§ **Supplied material**:

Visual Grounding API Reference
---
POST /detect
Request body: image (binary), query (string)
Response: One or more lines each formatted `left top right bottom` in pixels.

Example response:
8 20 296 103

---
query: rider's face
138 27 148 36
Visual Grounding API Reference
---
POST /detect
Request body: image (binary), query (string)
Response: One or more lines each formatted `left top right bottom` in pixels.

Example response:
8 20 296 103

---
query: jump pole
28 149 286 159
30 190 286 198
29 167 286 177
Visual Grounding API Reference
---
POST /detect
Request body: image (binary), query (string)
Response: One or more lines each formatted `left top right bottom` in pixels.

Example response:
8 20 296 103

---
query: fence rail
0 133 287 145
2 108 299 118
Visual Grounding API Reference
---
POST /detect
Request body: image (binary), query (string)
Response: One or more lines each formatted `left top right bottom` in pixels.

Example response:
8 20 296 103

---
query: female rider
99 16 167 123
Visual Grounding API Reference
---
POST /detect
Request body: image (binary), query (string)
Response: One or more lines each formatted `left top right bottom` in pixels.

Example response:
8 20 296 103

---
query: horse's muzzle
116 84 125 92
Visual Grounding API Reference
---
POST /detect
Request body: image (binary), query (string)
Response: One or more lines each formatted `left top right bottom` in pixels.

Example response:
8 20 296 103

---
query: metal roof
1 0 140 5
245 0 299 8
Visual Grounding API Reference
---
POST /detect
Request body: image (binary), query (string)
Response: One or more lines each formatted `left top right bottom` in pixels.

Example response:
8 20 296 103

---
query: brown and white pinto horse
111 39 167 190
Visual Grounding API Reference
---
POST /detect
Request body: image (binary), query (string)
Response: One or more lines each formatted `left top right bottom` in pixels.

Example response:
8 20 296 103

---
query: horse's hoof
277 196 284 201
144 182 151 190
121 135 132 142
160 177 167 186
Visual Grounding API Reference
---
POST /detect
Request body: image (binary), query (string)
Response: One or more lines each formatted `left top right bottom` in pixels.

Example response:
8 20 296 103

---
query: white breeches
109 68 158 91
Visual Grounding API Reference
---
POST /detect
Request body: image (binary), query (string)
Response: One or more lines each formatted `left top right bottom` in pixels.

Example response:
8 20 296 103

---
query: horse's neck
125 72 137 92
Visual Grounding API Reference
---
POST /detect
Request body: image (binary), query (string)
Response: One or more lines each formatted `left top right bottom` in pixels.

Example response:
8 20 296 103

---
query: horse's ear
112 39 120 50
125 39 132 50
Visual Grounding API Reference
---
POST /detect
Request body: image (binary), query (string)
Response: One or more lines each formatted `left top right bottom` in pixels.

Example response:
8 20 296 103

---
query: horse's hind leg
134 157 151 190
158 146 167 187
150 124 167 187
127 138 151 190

§ **What you will do**: Print every line of the data above with no changes.

§ **Solved exercise**:
Visual Grounding API Reference
---
POST /detect
Request body: image (binary), query (string)
Response: One or more lines each formatted `left top right bottom` in pixels.

Example response:
8 20 296 103

---
query: rider's face
138 27 148 36
Visual Grounding API Reference
---
POST /detect
Request body: image (binary), query (string)
Response: One or more lines each formatted `left top right bottom` in pixels.

Example response:
8 20 296 103

---
query: jump pole
28 149 286 159
30 190 286 198
29 167 286 177
Visual Grounding API Reference
---
POST /detect
Request body: image (binary), query (string)
Response: One or more lines each formatted `left top right bottom` in pixels.

Example response:
8 20 296 103

---
query: fence rail
0 133 287 145
2 108 299 118
Visual Grounding API Reference
---
POST /detect
Request body: image (binary), query (string)
Response: One or more lines each formatted `left top right bottom` in pixels.

Example response:
8 20 296 103

---
query: female rider
99 16 167 123
Visual Grounding API Reference
---
POST /detect
Request body: image (binary), query (string)
Response: One or more lines each formatted `left top right bottom` in pixels.

Example response:
8 20 296 103

---
query: horse's muzzle
116 84 125 92
Visual Grounding API Reference
---
POST /detect
Request body: image (binary), query (string)
Response: One or more lines each formatted `left top right bottom` in pixels.

Example response:
8 20 296 103

---
query: metal roof
1 0 140 5
245 0 299 8
Visual Grounding API Reference
---
POST /detect
Request body: image (binary), query (string)
Response: One or more lines each formatted `left top right bottom` in pixels.

Example response:
8 20 296 103

---
query: brown and white pinto horse
111 39 167 190
Visual Grounding API Reference
---
POST /detect
Request body: image (binary), query (string)
Response: One or more lines each formatted `left top right bottom` in pixels.

Example response:
8 20 296 103

---
query: horse's hoof
277 196 284 201
144 182 151 190
121 135 132 142
160 177 167 186
Visual Grounding API Reference
---
POST /detect
Request body: image (binary), query (string)
Response: One or more lines each formatted `left top right bottom` in pixels.

Example response:
8 20 296 103

---
query: white breeches
109 68 158 91
Visual Grounding API Reference
---
POST /detect
Request body: image (binary), query (string)
Response: One or more lines each formatted `left top right bottom` in pixels.

Example response:
8 20 296 103

---
query: horse's neck
125 72 137 92
Visual Grounding API Reference
---
POST /detect
Request body: image (binary), query (string)
Response: One or more lines each formatted `left top right bottom` in pixels.

Example response:
8 20 296 103

---
query: horse's ear
112 39 120 50
125 39 132 50
Visual Grounding API Reference
---
POST /detect
Request body: image (binary), query (string)
Response: One or more lines each formatted `left top right bottom` in pixels.

Example response:
8 20 296 103

---
query: horse's hind leg
134 157 151 190
158 146 167 187
150 124 167 187
127 138 151 190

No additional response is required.